**Zu bearbeitende Aufgabe**
Ermitteln Sie in den folgenden Daten jede Zeile, welche die Zeichenfolge „road“ enthält, und schreiben Sie diese Zeilen unverändert ab. Achten Sie dabei auf Groß- und Kleinschreibung.

[Auszüge aus Daten zu beschrifteten Bereichen]
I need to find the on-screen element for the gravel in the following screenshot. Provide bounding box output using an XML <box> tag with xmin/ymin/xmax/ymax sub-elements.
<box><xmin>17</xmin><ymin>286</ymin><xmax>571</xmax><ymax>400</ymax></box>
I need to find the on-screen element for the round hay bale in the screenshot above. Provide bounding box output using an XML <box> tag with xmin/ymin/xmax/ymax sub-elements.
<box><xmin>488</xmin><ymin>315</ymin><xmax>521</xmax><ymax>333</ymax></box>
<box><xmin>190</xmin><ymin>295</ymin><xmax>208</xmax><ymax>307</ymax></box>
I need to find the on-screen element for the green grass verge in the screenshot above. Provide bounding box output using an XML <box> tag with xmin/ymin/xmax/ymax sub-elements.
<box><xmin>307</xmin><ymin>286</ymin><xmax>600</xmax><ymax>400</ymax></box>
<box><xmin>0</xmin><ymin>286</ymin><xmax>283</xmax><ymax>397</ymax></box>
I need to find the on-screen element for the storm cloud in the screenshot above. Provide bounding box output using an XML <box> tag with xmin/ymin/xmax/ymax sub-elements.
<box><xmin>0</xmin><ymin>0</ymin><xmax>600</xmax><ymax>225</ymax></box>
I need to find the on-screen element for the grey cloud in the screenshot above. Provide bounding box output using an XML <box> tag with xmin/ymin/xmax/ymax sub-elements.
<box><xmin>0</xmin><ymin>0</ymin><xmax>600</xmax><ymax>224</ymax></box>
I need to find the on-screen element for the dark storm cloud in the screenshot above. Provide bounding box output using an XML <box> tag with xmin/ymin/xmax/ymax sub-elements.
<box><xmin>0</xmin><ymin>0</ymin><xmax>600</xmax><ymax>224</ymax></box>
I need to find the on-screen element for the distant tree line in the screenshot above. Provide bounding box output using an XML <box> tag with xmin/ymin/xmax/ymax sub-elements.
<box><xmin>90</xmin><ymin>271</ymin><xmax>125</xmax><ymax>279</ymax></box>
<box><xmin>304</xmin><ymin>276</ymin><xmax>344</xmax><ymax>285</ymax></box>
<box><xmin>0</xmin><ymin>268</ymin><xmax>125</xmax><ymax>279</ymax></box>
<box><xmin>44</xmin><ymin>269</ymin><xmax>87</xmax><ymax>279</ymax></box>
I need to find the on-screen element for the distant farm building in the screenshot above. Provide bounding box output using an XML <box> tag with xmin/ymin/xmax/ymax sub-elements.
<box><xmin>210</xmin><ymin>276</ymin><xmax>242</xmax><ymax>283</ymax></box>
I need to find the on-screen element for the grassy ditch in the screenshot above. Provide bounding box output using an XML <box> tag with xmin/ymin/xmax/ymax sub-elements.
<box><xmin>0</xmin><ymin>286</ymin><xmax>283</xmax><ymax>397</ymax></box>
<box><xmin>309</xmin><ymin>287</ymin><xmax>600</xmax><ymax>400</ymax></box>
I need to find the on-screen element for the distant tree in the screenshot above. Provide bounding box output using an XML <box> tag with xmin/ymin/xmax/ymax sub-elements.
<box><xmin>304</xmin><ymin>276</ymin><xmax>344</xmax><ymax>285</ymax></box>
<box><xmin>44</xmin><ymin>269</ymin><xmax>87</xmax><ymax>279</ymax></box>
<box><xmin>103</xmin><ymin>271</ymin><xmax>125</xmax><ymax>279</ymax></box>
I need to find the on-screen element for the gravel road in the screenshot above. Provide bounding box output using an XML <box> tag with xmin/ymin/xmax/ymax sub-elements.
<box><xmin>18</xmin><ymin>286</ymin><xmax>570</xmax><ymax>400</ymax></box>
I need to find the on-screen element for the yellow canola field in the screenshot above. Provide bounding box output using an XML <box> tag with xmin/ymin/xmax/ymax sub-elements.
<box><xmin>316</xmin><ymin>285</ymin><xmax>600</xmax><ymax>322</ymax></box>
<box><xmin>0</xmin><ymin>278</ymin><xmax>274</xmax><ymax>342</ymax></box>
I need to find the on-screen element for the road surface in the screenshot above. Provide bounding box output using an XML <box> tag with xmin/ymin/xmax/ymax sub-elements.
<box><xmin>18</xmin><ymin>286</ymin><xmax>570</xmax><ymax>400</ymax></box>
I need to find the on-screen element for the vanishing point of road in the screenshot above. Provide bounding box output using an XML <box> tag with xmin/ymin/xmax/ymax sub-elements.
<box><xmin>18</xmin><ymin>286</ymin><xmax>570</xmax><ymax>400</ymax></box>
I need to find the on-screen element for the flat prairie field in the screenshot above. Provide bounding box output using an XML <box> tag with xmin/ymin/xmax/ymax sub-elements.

**Lösung**
I need to find the on-screen element for the gravel road in the screenshot above. Provide bounding box output using an XML <box> tag with xmin/ymin/xmax/ymax sub-elements.
I need to find the on-screen element for the road surface in the screenshot above. Provide bounding box output using an XML <box> tag with xmin/ymin/xmax/ymax sub-elements.
I need to find the on-screen element for the vanishing point of road in the screenshot above. Provide bounding box output using an XML <box> tag with xmin/ymin/xmax/ymax sub-elements.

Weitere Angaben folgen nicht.